| WRITTEN INSTRUCTION 1 |
From the text on underground power lines, list the added startup costs that utilities without underground facilities would face when converting overhead lines to underground.
| WRITTEN INSTRUCTION 2 |
What share of transmission line miles in the U.S. are installed overhead, according to the text on underground power lines?

| EXTRACTED TEXT |

++++++

In the U.S., more than 97 percent of the transmission line miles are installed overhead, so it is difficult to justify installing underground power. Established standard design and construction practices are to place such lines overhead. Unless undergrounding is justified by physical constraints, the utility would be responsible for the differential cost between the overhead and underground installation of the line. That differential cost must be financed and will impact the utility's return on investments to their stockholders.

Changes Required

Regulatory reform. The first required change is a redefinition of who is responsible for the differential costs associated with building and maintaining power lines underground and converting overhead lines to underground. Currently for distribution lines, those costs are passed on to the land developers who request underground services who, in turn, pass the costs on to home buyers. This seems an equitable way to handle the initial construction costs. Under these ­arrangements, however, utilities remain responsible for the higher maintenance costs over the life of the lines. In addition, for those utilities without underground facilities on their systems, the initial costs for converting overhead lines to underground lines would require additional startup costs associated with staff training, stocking their warehouses with underground materials and equipment, developing new standards, and purchasing new equipment for underground installation and maintenance.

A more equitable approach might be to develop separate rates for customers served underground and overhead. Maintenance costs would be tracked and allocated according to the type of service provided to each customer. This would increase the utility's commitment to place distribution lines underground. Under the current system, the utilities have the means to recover initial construction costs. Their reluctance to undergrounding distribution lines stems from the higher maintenance costs they have to absorb when underground lines fail.

++++++

| SUPPLIED DATA |
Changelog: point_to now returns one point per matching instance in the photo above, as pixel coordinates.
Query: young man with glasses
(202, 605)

++++++

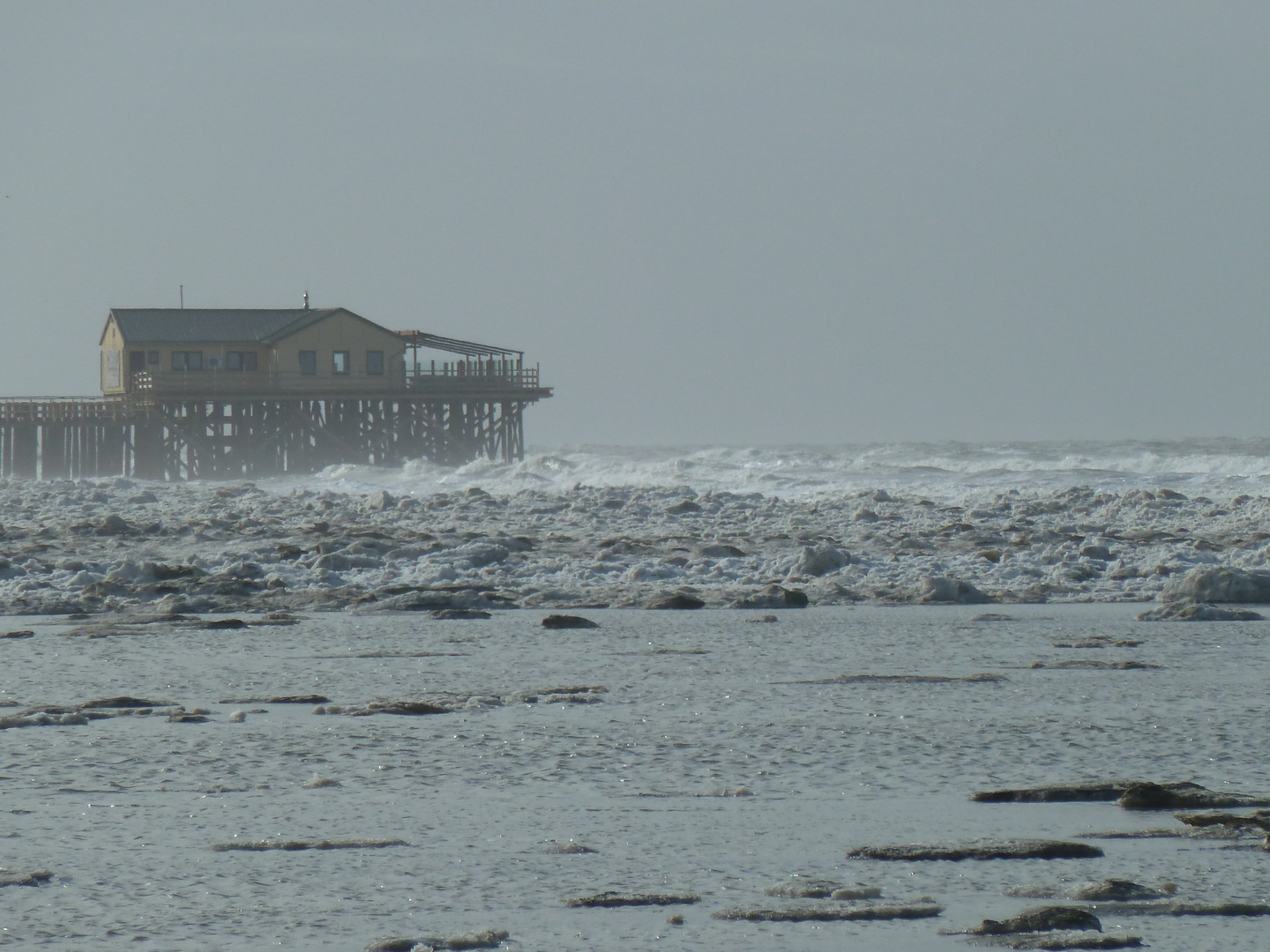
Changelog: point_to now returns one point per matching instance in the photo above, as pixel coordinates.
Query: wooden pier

++++++

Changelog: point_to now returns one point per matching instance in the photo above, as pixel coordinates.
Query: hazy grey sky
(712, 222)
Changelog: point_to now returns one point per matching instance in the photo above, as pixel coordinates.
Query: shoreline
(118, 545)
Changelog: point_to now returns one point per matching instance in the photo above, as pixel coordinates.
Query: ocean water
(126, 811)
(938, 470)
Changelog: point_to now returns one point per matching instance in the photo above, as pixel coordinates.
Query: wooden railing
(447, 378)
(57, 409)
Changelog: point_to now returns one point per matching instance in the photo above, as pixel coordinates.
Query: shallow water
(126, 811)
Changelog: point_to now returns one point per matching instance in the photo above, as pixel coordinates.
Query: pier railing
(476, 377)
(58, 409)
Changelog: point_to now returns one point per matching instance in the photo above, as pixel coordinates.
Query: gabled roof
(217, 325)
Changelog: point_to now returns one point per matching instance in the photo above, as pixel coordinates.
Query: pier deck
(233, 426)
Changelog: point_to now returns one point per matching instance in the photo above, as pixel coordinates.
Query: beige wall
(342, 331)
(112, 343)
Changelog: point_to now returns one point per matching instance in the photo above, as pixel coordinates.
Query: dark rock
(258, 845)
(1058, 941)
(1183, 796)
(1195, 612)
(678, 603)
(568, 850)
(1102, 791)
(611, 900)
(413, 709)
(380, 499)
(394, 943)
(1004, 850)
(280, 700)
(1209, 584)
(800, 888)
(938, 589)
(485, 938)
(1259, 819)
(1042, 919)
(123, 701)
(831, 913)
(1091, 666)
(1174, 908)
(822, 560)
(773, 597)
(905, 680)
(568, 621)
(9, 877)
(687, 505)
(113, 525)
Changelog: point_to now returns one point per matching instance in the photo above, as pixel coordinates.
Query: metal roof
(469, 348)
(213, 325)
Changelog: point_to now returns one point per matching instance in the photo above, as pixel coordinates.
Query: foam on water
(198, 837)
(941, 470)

++++++

| RESPONSE 1 |
- Staff training
- Stocking their warehouses with underground materials and equipment
- Developing new standards
- Purchasing new equipment for underground installation and maintenance

| RESPONSE 2 |
More than 97 percent.